The exercise: Reproduce the lines below, substituting "harlequin cap" for each occurrence of "jester hat" and keeping everything else the same.

Raw records
********

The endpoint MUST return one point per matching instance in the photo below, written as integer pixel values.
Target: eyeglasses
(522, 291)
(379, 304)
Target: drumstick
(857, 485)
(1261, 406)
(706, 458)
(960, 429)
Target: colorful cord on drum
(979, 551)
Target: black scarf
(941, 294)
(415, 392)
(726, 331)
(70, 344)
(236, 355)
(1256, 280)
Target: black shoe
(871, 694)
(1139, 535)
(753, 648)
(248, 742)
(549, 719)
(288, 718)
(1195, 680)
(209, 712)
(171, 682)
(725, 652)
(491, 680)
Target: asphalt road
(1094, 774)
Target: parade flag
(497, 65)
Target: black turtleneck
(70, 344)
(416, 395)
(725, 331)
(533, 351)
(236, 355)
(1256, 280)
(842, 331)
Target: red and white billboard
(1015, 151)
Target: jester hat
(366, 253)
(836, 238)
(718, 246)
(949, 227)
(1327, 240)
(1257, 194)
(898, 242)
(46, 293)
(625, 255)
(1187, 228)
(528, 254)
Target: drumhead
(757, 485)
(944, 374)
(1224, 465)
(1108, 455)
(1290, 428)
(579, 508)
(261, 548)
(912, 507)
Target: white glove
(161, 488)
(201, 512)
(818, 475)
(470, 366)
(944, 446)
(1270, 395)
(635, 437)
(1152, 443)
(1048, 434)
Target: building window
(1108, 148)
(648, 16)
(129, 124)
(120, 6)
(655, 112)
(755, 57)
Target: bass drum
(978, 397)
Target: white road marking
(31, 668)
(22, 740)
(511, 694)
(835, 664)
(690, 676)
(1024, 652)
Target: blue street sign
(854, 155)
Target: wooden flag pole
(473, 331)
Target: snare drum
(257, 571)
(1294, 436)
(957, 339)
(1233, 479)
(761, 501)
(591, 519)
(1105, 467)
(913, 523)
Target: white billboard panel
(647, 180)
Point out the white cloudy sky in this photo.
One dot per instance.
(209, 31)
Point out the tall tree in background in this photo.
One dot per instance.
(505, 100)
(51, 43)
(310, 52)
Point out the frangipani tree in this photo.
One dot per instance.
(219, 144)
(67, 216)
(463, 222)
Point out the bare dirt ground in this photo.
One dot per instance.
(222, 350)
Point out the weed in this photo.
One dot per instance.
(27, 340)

********

Solution for this task:
The endpoint MUST return one point per matching instance in the photo below, written as integer pixel values.
Target: eyeglasses
(522, 291)
(379, 304)
Target: drumstick
(857, 485)
(1261, 406)
(706, 458)
(960, 429)
Target: colorful cord on drum
(979, 551)
Target: black scarf
(941, 294)
(415, 392)
(726, 331)
(70, 344)
(236, 355)
(1256, 280)
Target: black shoe
(871, 694)
(1139, 535)
(753, 648)
(248, 742)
(549, 719)
(288, 718)
(1195, 680)
(209, 712)
(171, 682)
(725, 652)
(491, 680)
Target: asphalt road
(1094, 774)
Target: parade flag
(497, 65)
Target: black turtleneck
(70, 344)
(416, 395)
(725, 331)
(533, 351)
(236, 355)
(1256, 280)
(842, 331)
Target: red and white billboard
(1015, 151)
Target: harlequin cap
(366, 253)
(836, 238)
(718, 246)
(949, 227)
(1327, 240)
(1257, 194)
(898, 242)
(46, 293)
(625, 255)
(1187, 228)
(528, 254)
Target: drumhead
(757, 485)
(944, 374)
(1224, 465)
(1108, 455)
(1290, 428)
(579, 508)
(261, 548)
(912, 507)
Target: white glove
(161, 488)
(201, 512)
(818, 475)
(470, 366)
(944, 446)
(1270, 395)
(635, 437)
(1152, 443)
(1048, 434)
Target: building window
(1108, 148)
(648, 16)
(129, 124)
(120, 6)
(655, 112)
(755, 57)
Target: bass drum
(978, 397)
Target: white road marking
(31, 668)
(22, 740)
(511, 694)
(835, 664)
(690, 676)
(1024, 652)
Target: blue street sign
(854, 155)
Target: wooden flag pole
(473, 331)
Target: snare drum
(257, 571)
(1294, 436)
(957, 339)
(1233, 479)
(761, 501)
(591, 519)
(1105, 467)
(913, 523)
Target: white billboard panel
(647, 180)
Point out the white cloudy sky in this photo.
One dot per instance.
(209, 31)
Point out the tall tree in background in this photo.
One dot per instance.
(505, 100)
(51, 43)
(310, 52)
Point out the frangipani tree in this photo.
One dot per instance.
(219, 144)
(67, 216)
(463, 222)
Point out the bare dirt ground in this photo.
One dot per instance.
(222, 350)
Point out the weed in this photo.
One dot per instance.
(27, 340)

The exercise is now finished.